* **WHAT IS NEEDED**
Please tell how many of the lines below contain "wall", using only a number.

* **ENTRIES PROVIDED**
###

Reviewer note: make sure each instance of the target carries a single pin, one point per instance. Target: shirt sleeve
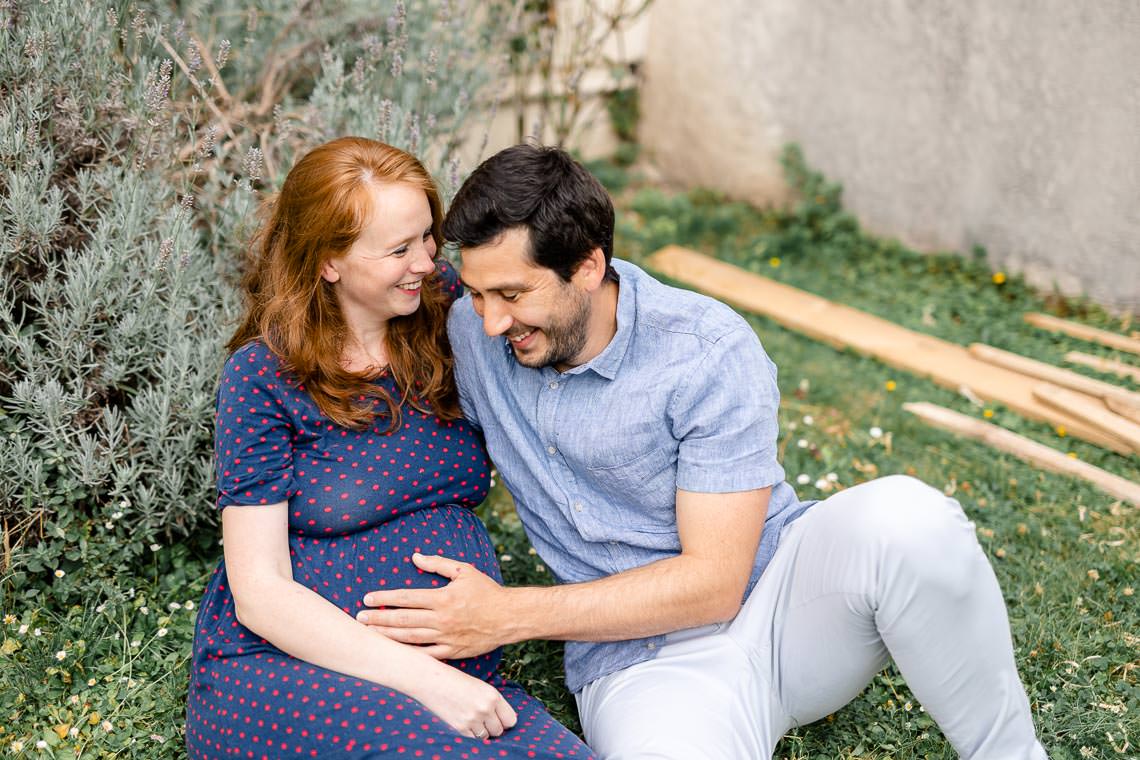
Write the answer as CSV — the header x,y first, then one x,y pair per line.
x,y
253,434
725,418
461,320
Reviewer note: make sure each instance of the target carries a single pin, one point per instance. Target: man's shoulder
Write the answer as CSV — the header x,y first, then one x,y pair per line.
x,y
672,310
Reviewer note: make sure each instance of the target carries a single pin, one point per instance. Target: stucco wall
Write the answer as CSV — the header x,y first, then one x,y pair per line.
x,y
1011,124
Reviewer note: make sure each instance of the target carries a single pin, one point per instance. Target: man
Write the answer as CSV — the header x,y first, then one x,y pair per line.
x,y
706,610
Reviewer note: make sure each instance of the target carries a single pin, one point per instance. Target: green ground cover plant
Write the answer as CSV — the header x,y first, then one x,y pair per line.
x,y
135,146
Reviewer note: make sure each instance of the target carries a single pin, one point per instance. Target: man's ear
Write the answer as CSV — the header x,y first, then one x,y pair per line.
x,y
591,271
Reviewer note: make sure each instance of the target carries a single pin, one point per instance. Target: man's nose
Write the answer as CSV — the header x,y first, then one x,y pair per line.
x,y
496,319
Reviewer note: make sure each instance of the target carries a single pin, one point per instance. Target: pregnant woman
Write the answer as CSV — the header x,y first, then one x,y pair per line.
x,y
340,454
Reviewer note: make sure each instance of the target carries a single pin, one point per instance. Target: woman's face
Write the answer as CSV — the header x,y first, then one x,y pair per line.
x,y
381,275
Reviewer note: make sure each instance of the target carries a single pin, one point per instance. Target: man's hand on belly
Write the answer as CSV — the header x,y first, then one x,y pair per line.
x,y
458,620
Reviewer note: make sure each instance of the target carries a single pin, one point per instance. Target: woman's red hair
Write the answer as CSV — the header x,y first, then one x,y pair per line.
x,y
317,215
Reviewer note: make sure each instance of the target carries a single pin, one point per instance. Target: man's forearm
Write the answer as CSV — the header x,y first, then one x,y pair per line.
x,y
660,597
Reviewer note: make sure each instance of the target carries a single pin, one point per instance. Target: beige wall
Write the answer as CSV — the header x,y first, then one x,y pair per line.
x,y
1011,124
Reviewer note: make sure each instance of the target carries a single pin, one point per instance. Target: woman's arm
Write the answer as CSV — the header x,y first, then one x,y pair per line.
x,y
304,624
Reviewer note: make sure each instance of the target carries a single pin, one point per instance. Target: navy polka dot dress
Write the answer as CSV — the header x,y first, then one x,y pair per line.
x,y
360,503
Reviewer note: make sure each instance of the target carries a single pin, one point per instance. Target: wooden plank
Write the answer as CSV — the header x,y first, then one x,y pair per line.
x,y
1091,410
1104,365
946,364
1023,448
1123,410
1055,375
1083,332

###

* **EXERCISE RESPONSE**
2